- **TASK STATEMENT**
Emit the entire listing verbatim.
━━━ INFORMATION PROVIDED
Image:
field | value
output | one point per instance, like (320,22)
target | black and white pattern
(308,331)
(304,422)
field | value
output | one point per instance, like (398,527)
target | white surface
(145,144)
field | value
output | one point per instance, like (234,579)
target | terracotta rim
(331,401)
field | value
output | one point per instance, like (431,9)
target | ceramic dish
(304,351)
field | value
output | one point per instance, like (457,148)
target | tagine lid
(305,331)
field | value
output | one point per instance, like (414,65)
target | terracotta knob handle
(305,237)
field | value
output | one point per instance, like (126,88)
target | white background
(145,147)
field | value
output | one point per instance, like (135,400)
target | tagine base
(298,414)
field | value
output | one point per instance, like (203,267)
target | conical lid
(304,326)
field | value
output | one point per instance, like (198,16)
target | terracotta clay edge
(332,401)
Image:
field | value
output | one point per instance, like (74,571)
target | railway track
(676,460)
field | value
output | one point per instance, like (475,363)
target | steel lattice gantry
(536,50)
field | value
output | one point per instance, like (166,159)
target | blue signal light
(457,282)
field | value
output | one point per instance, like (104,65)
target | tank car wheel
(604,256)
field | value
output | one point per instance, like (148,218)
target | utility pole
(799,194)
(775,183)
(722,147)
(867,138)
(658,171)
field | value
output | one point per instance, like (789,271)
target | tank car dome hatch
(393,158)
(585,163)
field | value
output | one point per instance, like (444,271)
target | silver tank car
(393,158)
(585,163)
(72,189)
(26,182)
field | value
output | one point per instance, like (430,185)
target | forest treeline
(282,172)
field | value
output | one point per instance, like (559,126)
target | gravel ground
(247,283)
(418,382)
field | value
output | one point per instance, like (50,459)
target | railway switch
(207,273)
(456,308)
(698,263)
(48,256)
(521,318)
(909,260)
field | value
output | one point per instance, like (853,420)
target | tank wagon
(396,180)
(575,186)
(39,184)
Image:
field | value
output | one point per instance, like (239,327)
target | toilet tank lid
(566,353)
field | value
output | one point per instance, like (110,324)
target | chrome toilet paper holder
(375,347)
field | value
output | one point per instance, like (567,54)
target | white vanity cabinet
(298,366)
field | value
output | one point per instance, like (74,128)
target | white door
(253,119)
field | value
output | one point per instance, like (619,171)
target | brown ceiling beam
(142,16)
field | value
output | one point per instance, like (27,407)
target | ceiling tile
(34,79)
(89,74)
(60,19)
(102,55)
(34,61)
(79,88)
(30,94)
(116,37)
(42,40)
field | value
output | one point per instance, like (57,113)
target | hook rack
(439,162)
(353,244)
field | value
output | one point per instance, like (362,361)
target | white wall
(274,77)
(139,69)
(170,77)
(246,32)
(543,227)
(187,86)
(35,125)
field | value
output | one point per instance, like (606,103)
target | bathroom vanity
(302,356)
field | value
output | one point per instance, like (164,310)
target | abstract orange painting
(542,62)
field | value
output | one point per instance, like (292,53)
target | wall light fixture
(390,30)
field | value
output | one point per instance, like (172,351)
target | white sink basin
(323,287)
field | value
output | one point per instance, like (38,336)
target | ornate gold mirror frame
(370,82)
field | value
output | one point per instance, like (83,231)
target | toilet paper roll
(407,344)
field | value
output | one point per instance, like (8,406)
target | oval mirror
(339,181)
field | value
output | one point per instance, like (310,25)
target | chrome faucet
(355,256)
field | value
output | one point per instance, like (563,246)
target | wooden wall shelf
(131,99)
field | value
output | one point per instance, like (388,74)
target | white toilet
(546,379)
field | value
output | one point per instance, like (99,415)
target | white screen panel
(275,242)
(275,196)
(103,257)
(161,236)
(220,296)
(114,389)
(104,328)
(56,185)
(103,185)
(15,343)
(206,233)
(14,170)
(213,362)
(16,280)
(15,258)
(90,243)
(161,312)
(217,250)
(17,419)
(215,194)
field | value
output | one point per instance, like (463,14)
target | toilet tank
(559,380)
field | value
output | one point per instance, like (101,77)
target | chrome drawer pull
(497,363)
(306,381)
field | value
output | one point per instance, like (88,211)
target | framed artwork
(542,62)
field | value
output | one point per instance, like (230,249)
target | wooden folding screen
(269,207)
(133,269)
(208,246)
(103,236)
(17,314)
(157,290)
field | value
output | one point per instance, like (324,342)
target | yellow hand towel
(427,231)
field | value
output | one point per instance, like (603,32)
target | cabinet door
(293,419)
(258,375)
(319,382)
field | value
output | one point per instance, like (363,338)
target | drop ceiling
━━━━━━
- **FINISHED EXERCISE**
Image:
field | value
output | one point per instance, like (320,22)
target | black and white pattern
(308,331)
(304,422)
field | value
output | one point per instance, like (398,527)
target | white surface
(145,144)
field | value
output | one point per instance, like (234,579)
target | terracotta rim
(331,401)
field | value
output | one point per instance, like (431,9)
target | ceramic dish
(304,351)
field | value
output | one point per instance, like (457,148)
target | tagine lid
(305,331)
field | value
output | one point per instance, like (414,65)
target | terracotta knob handle
(305,237)
field | value
output | one point per instance, like (126,88)
target | white background
(145,147)
field | value
output | one point per instance, like (135,400)
target | tagine base
(298,414)
field | value
output | one point per instance, like (203,267)
target | conical lid
(304,326)
field | value
output | one point per instance, like (198,16)
target | terracotta clay edge
(332,401)
Image:
field | value
output | one point per instance, like (74,571)
target | railway track
(676,460)
field | value
output | one point per instance, like (475,363)
target | steel lattice gantry
(536,50)
field | value
output | one point per instance, like (166,159)
target | blue signal light
(457,282)
field | value
output | one point per instance, like (104,65)
target | tank car wheel
(604,256)
field | value
output | one point per instance, like (148,218)
target | utility pole
(799,194)
(775,183)
(722,147)
(867,138)
(658,171)
field | value
output | one point per instance, like (789,271)
target | tank car dome hatch
(393,158)
(585,163)
field | value
output | one point per instance, like (444,271)
target | silver tank car
(393,158)
(585,163)
(72,189)
(26,182)
field | value
output | one point per instance, like (430,185)
target | forest treeline
(282,172)
field | value
output | one point per instance, like (559,126)
target | gravel ground
(247,283)
(418,382)
field | value
output | one point per instance, like (50,459)
target | railway switch
(207,273)
(456,308)
(698,263)
(48,256)
(521,318)
(909,260)
field | value
output | one point per instance, like (853,420)
target | tank wagon
(396,180)
(575,186)
(39,184)
Image:
field | value
output | one point per instance, like (239,327)
target | toilet tank lid
(566,353)
field | value
output | one point per instance, like (110,324)
target | chrome toilet paper holder
(375,347)
field | value
output | one point per instance, like (567,54)
target | white vanity cabinet
(298,366)
field | value
output | one point per instance, like (74,128)
target | white door
(253,119)
field | value
output | one point per instance, like (619,171)
target | brown ceiling beam
(142,16)
field | value
output | one point per instance, like (27,407)
target | ceiling tile
(34,79)
(89,74)
(60,19)
(102,55)
(34,61)
(79,88)
(30,94)
(116,37)
(42,40)
field | value
output | one point per instance, like (57,113)
target | hook rack
(439,162)
(353,244)
field | value
output | one point per instance, like (362,361)
target | white wall
(274,77)
(139,69)
(170,77)
(246,32)
(543,227)
(187,86)
(35,125)
field | value
output | one point per instance, like (606,103)
target | bathroom vanity
(302,356)
field | value
output | one point per instance, like (164,310)
target | abstract orange painting
(542,62)
field | value
output | one point per instance, like (292,53)
target | wall light fixture
(390,30)
field | value
output | one point per instance, like (172,351)
target | white sink basin
(323,287)
field | value
output | one point per instance, like (38,336)
target | ornate gold mirror frame
(370,82)
field | value
output | one point per instance, like (83,231)
target | toilet paper roll
(407,344)
field | value
output | one point per instance, like (8,406)
target | oval mirror
(339,181)
field | value
output | one point per instance, like (310,25)
target | chrome faucet
(355,256)
field | value
output | one point per instance, like (563,246)
target | wooden wall shelf
(131,99)
field | value
output | one point per instance, like (388,74)
target | white toilet
(546,379)
field | value
output | one point per instance, like (99,415)
target | white screen panel
(275,242)
(275,196)
(103,257)
(161,236)
(220,296)
(114,389)
(104,328)
(56,185)
(103,185)
(15,343)
(206,233)
(14,170)
(213,362)
(16,280)
(15,258)
(90,243)
(161,312)
(217,250)
(17,419)
(215,194)
field | value
output | one point per instance, like (463,14)
target | toilet tank
(559,380)
field | value
output | one point per instance, like (101,77)
target | chrome drawer pull
(497,363)
(306,381)
field | value
output | one point per instance, like (88,211)
target | framed artwork
(542,62)
field | value
output | one point per instance, like (230,249)
target | wooden folding screen
(269,207)
(133,269)
(208,246)
(103,236)
(17,314)
(157,290)
field | value
output | one point per instance, like (324,342)
target | yellow hand towel
(427,231)
field | value
output | one point per instance, like (603,32)
target | cabinet door
(293,419)
(258,375)
(319,382)
field | value
output | one point per instance, like (363,338)
target | drop ceiling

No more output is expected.